To-do list:
(A) Decide whether each statement below agrees with the post about rideshare cars in Chicago bike lanes. For each, give yes or no along with the text's deciding words, quoted exactly. (i) The post says the drivers' habit pushes bicyclists into lanes meant for motor vehicles. (ii) The post says rideshare driver training allows brief stops in bike lanes. (iii) The post calls it ironic that rideshare drivers use bike lanes for pickups and drop-offs.
(B) Reproduce word for word the part of the post about rideshare cars in Chicago bike lanes from "For a lot of" up to and including "ride share drivers.".

Provided passage:
--- START ---
Friday, July 14, 2017

Uber or Lyft in Bike Lane? City of Chicago Training PROHIBITS Ride Share Cars in Bike Lanes

For a lot of people trying to get around Chicago, rideshare companies like Lyft and Uber have a made a big difference when it comes to the ease and comfort of getting around the city by car. That is why it is ironic that many Uber and Lyft drivers routinely use dedicated bike lanes to pick up or drop off passengers. This repeated pattern by rideshare drivers forces bicyclists out of their dedicated space and into the lanes for motor vehicle traffic. This act is discourteous, dangerous and a great source of frustration for Chicago bicyclists. Most importantly, it is also illegal and against the training for ride share drivers.
--- END ---
Stored data:
--- START ---
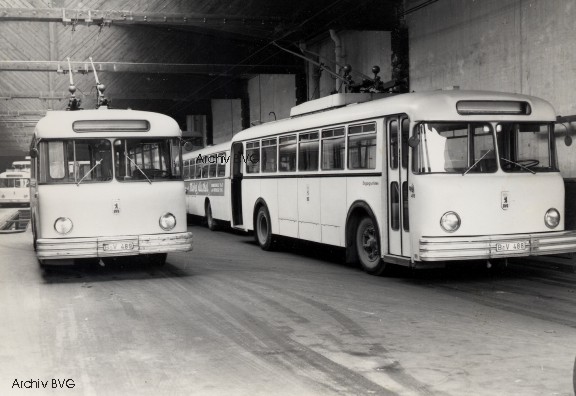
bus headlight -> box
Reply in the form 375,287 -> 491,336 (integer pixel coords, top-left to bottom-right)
54,217 -> 72,235
160,213 -> 176,231
440,212 -> 460,232
544,208 -> 560,228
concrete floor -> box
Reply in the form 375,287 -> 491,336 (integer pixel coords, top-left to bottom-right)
0,221 -> 576,396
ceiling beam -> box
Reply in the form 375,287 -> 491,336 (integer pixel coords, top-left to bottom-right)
0,60 -> 301,76
0,7 -> 284,29
0,90 -> 245,101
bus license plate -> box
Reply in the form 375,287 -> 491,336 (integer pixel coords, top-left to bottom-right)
496,241 -> 528,253
102,242 -> 134,252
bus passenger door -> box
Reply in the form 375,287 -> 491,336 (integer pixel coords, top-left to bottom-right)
230,143 -> 244,227
384,115 -> 411,257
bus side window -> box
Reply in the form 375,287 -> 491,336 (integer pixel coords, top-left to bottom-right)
216,153 -> 227,177
298,132 -> 319,171
388,119 -> 398,169
184,160 -> 190,180
278,135 -> 296,172
245,141 -> 260,173
262,138 -> 278,172
48,142 -> 66,179
348,122 -> 376,169
322,127 -> 345,170
208,154 -> 218,177
188,159 -> 196,179
400,118 -> 410,169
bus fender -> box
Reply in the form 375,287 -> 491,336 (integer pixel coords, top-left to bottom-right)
344,201 -> 382,264
250,197 -> 274,231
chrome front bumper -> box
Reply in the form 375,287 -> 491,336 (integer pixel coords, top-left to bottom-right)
418,231 -> 576,261
36,232 -> 192,260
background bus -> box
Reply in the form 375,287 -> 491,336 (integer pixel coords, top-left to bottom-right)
183,142 -> 231,230
0,169 -> 30,206
31,108 -> 192,265
10,156 -> 31,173
230,90 -> 576,274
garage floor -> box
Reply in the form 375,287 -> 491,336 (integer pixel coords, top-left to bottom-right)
0,226 -> 576,396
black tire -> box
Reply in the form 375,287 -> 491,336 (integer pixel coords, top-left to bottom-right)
148,253 -> 168,267
254,206 -> 274,250
355,217 -> 386,276
204,201 -> 218,231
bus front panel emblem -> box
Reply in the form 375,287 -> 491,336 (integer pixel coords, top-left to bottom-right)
500,191 -> 510,210
112,199 -> 120,214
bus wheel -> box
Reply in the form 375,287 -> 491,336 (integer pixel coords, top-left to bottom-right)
148,253 -> 168,267
254,206 -> 273,250
356,217 -> 386,275
205,201 -> 218,231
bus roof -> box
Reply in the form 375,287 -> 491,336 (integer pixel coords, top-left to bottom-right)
232,90 -> 556,141
182,142 -> 230,160
35,108 -> 182,139
0,171 -> 30,179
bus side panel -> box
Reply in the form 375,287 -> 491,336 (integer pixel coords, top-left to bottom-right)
242,178 -> 260,230
186,180 -> 205,220
342,176 -> 388,248
278,178 -> 298,238
216,177 -> 232,221
298,177 -> 322,242
320,177 -> 348,246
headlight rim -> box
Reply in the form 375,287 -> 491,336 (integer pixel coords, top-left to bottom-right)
158,212 -> 177,231
54,216 -> 74,235
440,210 -> 462,234
544,208 -> 561,230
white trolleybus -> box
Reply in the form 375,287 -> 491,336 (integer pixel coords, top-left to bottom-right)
31,107 -> 192,264
183,143 -> 231,231
229,90 -> 576,274
0,165 -> 30,206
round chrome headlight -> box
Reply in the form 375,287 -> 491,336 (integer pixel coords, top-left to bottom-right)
54,217 -> 72,235
440,212 -> 460,232
544,208 -> 560,228
160,213 -> 176,231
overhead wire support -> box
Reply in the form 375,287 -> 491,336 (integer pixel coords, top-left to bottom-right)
89,57 -> 109,108
272,41 -> 351,85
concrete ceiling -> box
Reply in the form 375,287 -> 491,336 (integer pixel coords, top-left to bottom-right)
0,0 -> 402,156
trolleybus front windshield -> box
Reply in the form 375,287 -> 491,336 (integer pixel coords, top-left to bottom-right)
496,122 -> 557,173
38,139 -> 112,184
413,122 -> 557,174
114,138 -> 182,182
414,122 -> 498,173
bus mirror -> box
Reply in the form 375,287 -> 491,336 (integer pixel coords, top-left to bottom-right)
184,140 -> 194,151
408,135 -> 420,148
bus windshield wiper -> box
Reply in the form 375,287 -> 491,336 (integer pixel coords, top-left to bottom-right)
500,158 -> 536,175
462,149 -> 492,176
124,151 -> 152,184
74,160 -> 103,186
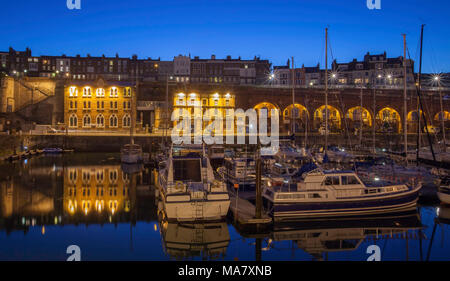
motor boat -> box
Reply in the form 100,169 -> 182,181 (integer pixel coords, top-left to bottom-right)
437,176 -> 450,204
156,145 -> 230,222
120,144 -> 143,164
263,169 -> 421,220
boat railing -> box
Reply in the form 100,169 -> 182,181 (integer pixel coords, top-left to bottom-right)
330,185 -> 408,198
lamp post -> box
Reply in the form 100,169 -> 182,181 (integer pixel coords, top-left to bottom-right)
433,75 -> 447,153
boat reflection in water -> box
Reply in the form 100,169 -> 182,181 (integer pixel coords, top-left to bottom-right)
0,153 -> 156,233
160,220 -> 230,260
63,165 -> 131,219
244,212 -> 424,260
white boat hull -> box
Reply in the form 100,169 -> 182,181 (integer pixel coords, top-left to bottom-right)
163,200 -> 230,221
437,192 -> 450,204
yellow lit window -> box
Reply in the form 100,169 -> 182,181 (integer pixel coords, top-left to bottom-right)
83,87 -> 92,97
96,88 -> 105,97
69,87 -> 78,97
109,87 -> 119,97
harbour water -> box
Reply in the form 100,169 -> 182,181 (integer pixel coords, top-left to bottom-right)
0,153 -> 450,261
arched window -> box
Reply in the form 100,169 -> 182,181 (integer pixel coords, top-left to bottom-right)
109,87 -> 119,97
69,114 -> 78,128
122,114 -> 131,128
83,87 -> 92,97
96,88 -> 105,97
69,87 -> 78,97
109,114 -> 117,128
123,87 -> 131,97
83,114 -> 91,127
96,170 -> 104,184
109,170 -> 118,183
97,114 -> 105,128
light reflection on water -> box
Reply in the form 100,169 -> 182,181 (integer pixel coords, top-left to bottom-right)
0,154 -> 450,261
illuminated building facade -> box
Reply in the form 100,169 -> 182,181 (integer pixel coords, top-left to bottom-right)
64,79 -> 136,132
63,165 -> 131,215
173,92 -> 236,132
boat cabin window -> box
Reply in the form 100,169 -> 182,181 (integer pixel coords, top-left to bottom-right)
341,176 -> 359,185
173,159 -> 202,182
325,176 -> 339,185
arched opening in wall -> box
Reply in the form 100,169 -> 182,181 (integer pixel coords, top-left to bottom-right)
96,113 -> 105,128
314,105 -> 342,132
406,110 -> 430,133
434,111 -> 450,129
83,114 -> 91,128
69,114 -> 78,128
376,107 -> 402,133
283,103 -> 309,132
122,114 -> 131,128
345,106 -> 372,130
253,102 -> 280,132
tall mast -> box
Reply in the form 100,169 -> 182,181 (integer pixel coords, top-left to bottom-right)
164,74 -> 169,144
416,24 -> 436,165
324,28 -> 328,154
291,57 -> 295,137
438,83 -> 447,152
360,79 -> 364,143
402,34 -> 408,164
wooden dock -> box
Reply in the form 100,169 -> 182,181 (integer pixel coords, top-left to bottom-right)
230,195 -> 272,226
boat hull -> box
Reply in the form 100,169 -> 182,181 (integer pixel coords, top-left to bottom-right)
437,188 -> 450,204
264,190 -> 419,220
120,153 -> 142,164
156,173 -> 230,222
163,199 -> 230,222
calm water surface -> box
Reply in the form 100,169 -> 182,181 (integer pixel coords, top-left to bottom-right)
0,154 -> 450,261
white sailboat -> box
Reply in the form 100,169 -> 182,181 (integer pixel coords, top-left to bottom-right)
156,145 -> 230,221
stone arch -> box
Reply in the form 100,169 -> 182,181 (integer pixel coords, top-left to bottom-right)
314,105 -> 342,130
433,110 -> 450,122
253,102 -> 280,118
406,110 -> 422,123
345,106 -> 372,127
282,103 -> 309,131
377,107 -> 402,133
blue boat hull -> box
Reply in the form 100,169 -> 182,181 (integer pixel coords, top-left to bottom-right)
263,190 -> 419,220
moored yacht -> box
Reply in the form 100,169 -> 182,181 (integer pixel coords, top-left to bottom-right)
156,145 -> 230,221
263,169 -> 421,220
437,176 -> 450,204
217,156 -> 256,188
120,144 -> 143,164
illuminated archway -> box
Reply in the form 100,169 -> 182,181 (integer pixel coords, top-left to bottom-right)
283,103 -> 309,121
346,106 -> 372,127
314,105 -> 342,129
406,110 -> 422,123
283,103 -> 309,132
377,107 -> 402,133
253,102 -> 280,118
434,111 -> 450,121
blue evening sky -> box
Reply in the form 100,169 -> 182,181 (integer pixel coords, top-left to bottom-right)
0,0 -> 450,72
--- END ---
Answers for the exercise:
(A)
(i) Yes: "This repeated pattern by rideshare drivers forces bicyclists out of their dedicated space and into the lanes for motor vehicle traffic."
(ii) No: "Most importantly, it is also illegal and against the training for ride share drivers."
(iii) Yes: "That is why it is ironic that many Uber and Lyft drivers routinely use dedicated bike lanes to pick up or drop off passengers."

(B)
For a lot of people trying to get around Chicago, rideshare companies like Lyft and Uber have a made a big difference when it comes to the ease and comfort of getting around the city by car. That is why it is ironic that many Uber and Lyft drivers routinely use dedicated bike lanes to pick up or drop off passengers. This repeated pattern by rideshare drivers forces bicyclists out of their dedicated space and into the lanes for motor vehicle traffic. This act is discourteous, dangerous and a great source of frustration for Chicago bicyclists. Most importantly, it is also illegal and against the training for ride share drivers.